- _Okuma Parçası_
+-------+

Vefa

Bünyamin ÇİL buncilson@hotmail.com

Dost vefalı olduktan sonra düşman ne yapabilir ki… Çin Atasözü

Fert olarak nasıl kendimize yapılan iyilikleri unutmamak, şartlar tersine döndüğünde, geçmişte bize yardım edenlere aynı fedakârlıklarla mukabelede bulunmak bir insan hasleti olan vefanın gereği ise; birbirleriyle güçlü tarihî bağlar bulunan, millet ve cemiyetler için de durum aynıdır.

Tarihimize baktığımızda, birçok kardeş ülkenin zor zamanlarımızda elinde avucunda ne varsa bizler için feda ettiğini görürüz. Millî mücadelede Hindistan civarındaki Müslüman kardeşlerimizin yokluk içinden gönderdikleri altınları, yine Kıbrıs Harekâtı’nda İslâm dünyasından gelen maddî-mânevî desteği ve yakın bir misal olarak Gölcük depreminde birçok kardeş ülkenin yardım ekipleri, sahra hastaneleri vesâir yardımlarla yaralı bölgemize şifa olduklarını unutamayız. Bu örnekleri daha da artırabiliriz.

Bu günlerde bizlerden vefa bekleyen milyonların olduğunu akıldan hiç çıkarmamamız gerekmektedir. Dünyanın birçok bölgesinde açlar ve muhtaçlar kendilerine uzatılacak vefalı bir eli beklemektedir. Afrika’dan Uzakdoğu’ya birçok ülke, uzun yıllar kendilerine mânevî babalık yapmış bu milletin evlâtlarından bir şefkat eli beklemektedir.

Bu Ramazan ayında Afrika’da, Açe’de ve Brezilya’da IBS’nin erzak paketlerini binlerce aileye ulaştıran arkadaşlarımız bu ihtiyacın ne kadar çok olduğunu bizlere bir kez daha aktardılar. Gördükleri manzaraların tesiri altında mes’ûliyetimizin ne kadar büyük olduğunu hissettirdiler. Bu insanların kardeşlerinden gördükleri bu vefa örneğini asla unutamayacaklarına inandıklarını belirttiler.

+-------+

- _Verilen Satırlar_
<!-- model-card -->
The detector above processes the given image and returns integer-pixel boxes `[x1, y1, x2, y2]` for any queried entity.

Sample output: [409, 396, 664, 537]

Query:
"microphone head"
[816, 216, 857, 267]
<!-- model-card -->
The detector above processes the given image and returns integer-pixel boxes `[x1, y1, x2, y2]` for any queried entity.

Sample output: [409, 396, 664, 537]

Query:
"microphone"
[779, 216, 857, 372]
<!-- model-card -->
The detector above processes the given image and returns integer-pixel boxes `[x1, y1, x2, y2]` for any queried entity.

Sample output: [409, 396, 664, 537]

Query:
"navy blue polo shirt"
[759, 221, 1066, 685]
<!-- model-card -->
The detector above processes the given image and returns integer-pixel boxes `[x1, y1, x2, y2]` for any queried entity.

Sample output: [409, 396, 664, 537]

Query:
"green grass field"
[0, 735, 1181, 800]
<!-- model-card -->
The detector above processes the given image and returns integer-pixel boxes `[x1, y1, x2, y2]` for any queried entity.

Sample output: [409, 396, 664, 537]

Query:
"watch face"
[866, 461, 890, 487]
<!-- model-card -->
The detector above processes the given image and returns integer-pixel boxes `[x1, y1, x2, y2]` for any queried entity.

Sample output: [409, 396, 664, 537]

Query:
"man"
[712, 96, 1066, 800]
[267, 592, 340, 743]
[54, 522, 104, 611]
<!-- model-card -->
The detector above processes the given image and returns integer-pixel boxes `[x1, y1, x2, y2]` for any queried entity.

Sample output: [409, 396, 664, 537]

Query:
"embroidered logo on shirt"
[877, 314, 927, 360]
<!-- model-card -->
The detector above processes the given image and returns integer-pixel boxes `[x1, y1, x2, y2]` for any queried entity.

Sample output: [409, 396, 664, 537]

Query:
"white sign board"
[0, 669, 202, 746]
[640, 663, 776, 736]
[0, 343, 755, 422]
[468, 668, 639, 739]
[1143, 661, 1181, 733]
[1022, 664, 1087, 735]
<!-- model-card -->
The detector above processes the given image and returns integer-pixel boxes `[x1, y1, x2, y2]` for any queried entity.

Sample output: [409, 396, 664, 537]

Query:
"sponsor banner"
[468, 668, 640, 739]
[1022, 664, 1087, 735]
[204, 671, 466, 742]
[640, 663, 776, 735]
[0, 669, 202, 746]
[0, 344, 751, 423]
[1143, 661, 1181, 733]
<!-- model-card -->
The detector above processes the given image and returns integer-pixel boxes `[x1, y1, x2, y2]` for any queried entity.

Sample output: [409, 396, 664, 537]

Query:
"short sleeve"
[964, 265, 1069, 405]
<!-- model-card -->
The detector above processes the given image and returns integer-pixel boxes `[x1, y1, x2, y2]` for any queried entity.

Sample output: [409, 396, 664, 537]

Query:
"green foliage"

+-------+

- _Yazılı Görev 1_
Okuma parçasına göre aşağıdaki soruları cevaplayın.
(a) Metnin başındaki atasözü hangi millete ait olarak gösterilmiştir?
(b) Millî mücadelede Hindistan civarındaki Müslüman kardeşler yokluk içinden ne göndermiştir?
(c) Bu Ramazan ayında IBS'nin erzak paketleri hangi yerlerde ailelere ulaştırılmıştır?
- _Yazılı Görev 2_
Verilen satırların başından "[779, 216, 857, 372]" ifadesini içeren satıra kadar olan bölümü, iki uç da dahil olmak üzere, olduğu gibi alıntılayın.
Okuma parçası ile satırlar arasında herhangi bir bağlantı yoktur.

- _Görev Çözümü 1_
(a) Çin.
(b) Altın.
(c) Afrika'da, Açe'de ve Brezilya'da.

- _Görev Çözümü 2_
<!-- model-card -->
The detector above processes the given image and returns integer-pixel boxes `[x1, y1, x2, y2]` for any queried entity.

Sample output: [409, 396, 664, 537]

Query:
"microphone head"
[816, 216, 857, 267]
<!-- model-card -->
The detector above processes the given image and returns integer-pixel boxes `[x1, y1, x2, y2]` for any queried entity.

Sample output: [409, 396, 664, 537]

Query:
"microphone"
[779, 216, 857, 372]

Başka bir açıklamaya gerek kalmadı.